■ **Work request**: Can you copy out the lines below exactly as they appear, from the line with "Each <instance> requires" up to and including the line with "positive clicks: (337, 338)"?

*** Given information ***

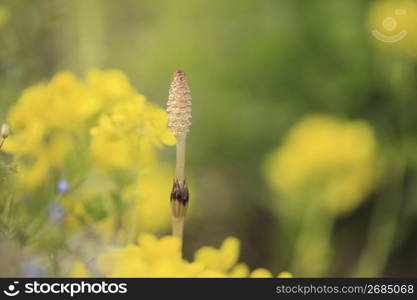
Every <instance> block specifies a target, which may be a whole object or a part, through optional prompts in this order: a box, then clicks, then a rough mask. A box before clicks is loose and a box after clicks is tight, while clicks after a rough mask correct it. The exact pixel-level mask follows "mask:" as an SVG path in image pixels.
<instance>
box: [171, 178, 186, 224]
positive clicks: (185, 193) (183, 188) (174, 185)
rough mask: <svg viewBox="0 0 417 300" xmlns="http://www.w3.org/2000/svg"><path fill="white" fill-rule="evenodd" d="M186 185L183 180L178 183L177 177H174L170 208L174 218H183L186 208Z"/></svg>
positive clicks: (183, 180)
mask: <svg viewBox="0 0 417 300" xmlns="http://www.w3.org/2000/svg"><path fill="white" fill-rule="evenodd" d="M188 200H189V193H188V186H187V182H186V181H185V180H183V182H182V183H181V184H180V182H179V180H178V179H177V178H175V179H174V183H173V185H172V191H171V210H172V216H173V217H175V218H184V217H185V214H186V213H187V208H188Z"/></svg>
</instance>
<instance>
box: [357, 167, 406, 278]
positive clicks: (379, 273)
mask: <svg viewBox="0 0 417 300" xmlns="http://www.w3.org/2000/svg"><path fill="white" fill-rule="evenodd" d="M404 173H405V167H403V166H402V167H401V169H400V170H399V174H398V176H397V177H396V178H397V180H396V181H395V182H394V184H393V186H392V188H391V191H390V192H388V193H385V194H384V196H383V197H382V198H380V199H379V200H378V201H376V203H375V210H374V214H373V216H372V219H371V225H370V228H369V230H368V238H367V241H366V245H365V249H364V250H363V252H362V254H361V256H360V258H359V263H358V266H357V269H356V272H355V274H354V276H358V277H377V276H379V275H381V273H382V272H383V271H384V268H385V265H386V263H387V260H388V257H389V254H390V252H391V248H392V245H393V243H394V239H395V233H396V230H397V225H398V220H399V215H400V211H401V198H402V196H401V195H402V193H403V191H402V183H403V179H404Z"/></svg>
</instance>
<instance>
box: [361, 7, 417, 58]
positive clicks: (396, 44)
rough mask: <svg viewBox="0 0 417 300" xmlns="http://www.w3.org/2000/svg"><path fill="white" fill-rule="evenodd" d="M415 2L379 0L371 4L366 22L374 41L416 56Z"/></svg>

***
*** Given information ***

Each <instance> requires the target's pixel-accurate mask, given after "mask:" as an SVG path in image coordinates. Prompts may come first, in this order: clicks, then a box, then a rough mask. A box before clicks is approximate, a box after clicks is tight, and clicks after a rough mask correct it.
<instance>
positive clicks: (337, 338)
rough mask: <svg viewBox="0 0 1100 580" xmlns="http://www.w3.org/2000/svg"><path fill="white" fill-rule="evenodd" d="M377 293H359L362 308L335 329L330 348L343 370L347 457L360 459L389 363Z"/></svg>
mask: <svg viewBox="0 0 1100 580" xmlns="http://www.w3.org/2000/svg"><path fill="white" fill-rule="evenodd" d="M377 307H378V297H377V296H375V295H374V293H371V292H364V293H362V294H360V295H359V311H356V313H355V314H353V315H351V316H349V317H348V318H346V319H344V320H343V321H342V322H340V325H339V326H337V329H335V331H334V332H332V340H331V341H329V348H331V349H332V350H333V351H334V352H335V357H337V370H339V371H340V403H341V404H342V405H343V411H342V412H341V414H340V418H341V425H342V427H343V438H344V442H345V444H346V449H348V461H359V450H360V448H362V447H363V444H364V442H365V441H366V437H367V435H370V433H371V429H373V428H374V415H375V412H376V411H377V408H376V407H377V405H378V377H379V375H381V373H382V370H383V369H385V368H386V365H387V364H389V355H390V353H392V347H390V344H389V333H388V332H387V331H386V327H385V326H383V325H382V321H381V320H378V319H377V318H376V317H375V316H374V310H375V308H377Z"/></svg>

***

■ **Your solution**:
Each <instance> requires the target's pixel-accurate mask, given after "mask:" as an SVG path in image coordinates. Prompts may come first, in this order: clicks, then a box, then a rough mask. A box before clicks is approximate, a box after clicks is tight, and clicks after a rough mask correct it.
<instance>
positive clicks: (337, 338)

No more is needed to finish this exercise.